**Action item**: After removing every image, reproduce the data exactly as it appears.

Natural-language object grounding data
*-*-*

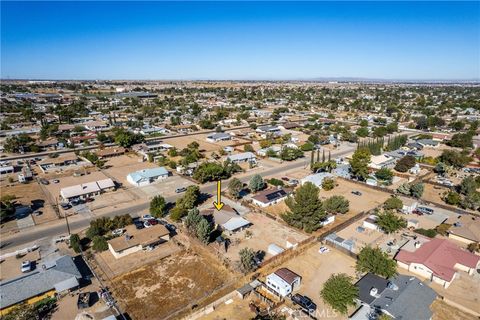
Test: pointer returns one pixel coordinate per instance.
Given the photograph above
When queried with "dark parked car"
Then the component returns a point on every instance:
(138, 224)
(305, 302)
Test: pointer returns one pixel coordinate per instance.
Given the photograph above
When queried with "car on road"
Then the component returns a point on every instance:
(27, 266)
(323, 250)
(425, 210)
(305, 302)
(138, 224)
(118, 232)
(65, 206)
(153, 221)
(147, 224)
(180, 190)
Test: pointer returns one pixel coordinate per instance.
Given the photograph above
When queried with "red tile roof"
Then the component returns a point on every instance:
(440, 256)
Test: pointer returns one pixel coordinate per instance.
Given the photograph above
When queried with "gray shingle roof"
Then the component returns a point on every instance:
(39, 281)
(404, 297)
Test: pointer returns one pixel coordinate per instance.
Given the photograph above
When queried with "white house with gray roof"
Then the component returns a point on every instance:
(47, 279)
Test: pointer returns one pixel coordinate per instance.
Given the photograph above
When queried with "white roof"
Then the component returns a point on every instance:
(86, 188)
(235, 223)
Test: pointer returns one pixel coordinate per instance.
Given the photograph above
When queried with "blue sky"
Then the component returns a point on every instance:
(240, 40)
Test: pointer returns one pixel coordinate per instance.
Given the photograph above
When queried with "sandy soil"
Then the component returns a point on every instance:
(157, 290)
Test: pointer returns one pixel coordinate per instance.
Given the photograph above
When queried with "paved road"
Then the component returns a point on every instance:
(80, 222)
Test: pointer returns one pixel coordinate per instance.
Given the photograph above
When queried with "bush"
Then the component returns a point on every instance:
(328, 184)
(99, 244)
(431, 233)
(336, 204)
(404, 164)
(393, 203)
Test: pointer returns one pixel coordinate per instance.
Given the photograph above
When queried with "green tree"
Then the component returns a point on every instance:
(359, 163)
(336, 204)
(256, 183)
(75, 243)
(185, 203)
(404, 164)
(362, 132)
(204, 228)
(192, 220)
(376, 261)
(453, 198)
(384, 174)
(306, 210)
(393, 203)
(99, 244)
(235, 186)
(328, 184)
(247, 260)
(158, 206)
(389, 222)
(339, 292)
(416, 190)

*-*-*

**Task result**:
Test: pointer returns one pixel coordinate per instance.
Given the photograph above
When queried with "dark parked car"
Then the component returns a point on every instance:
(138, 224)
(305, 302)
Test: pointer returns one pixel coordinate per instance.
Given the photograph above
When queried with "car on road"
Then the component returns a point on every instance:
(27, 266)
(323, 250)
(425, 210)
(305, 302)
(138, 224)
(118, 232)
(65, 206)
(153, 221)
(147, 224)
(180, 190)
Test: pointer returns one pixel coordinate per instance.
Given the photograph above
When queried with "red tile roof"
Then the component returns a point on every instance:
(440, 256)
Test: pointer returns one pixel coordinate per instance.
Given the photograph above
When queried with "gray shingle roof"
Then the component returns a point on every instance:
(39, 281)
(404, 297)
Test: pointer returns one pixel coordinate per instance.
Given the photograph above
When queried with "white house with gray roof"
Then the component returns a point on every instance:
(47, 279)
Test: pointer returns one pixel coordinate per instance.
Given the photograph above
When queried with "white roof"
Then the component returns a point on every instance:
(86, 188)
(235, 223)
Test: pointer returns one pixel coordinate per instance.
Given the photograph above
When queried with "blue sky"
Then the component returns a point on every instance:
(240, 40)
Test: pointer returns one pixel coordinate per instance.
Given the photograph above
When queried with "sandy soil"
Then the component returns a point on every instance:
(157, 290)
Test: pointer returns one pixel coordinate per instance.
Given the photograph above
When queried with "paved road"
Then the component returns a point on every instance:
(80, 222)
Test: pointer returns one pixel coordinate per instance.
Given the photograph above
When queried with "bush"
Then the component returns a point on every instance:
(328, 184)
(99, 244)
(431, 233)
(336, 204)
(404, 164)
(393, 203)
Test: pointer returns one pixel coordinate per instance.
Given the photograph above
When queried with "green tree"
Then the component returns a point on every instance:
(359, 163)
(336, 204)
(256, 183)
(75, 243)
(185, 203)
(404, 164)
(362, 132)
(204, 228)
(192, 220)
(376, 261)
(453, 198)
(384, 174)
(306, 210)
(393, 203)
(99, 244)
(235, 186)
(328, 184)
(247, 260)
(158, 206)
(389, 222)
(339, 292)
(416, 190)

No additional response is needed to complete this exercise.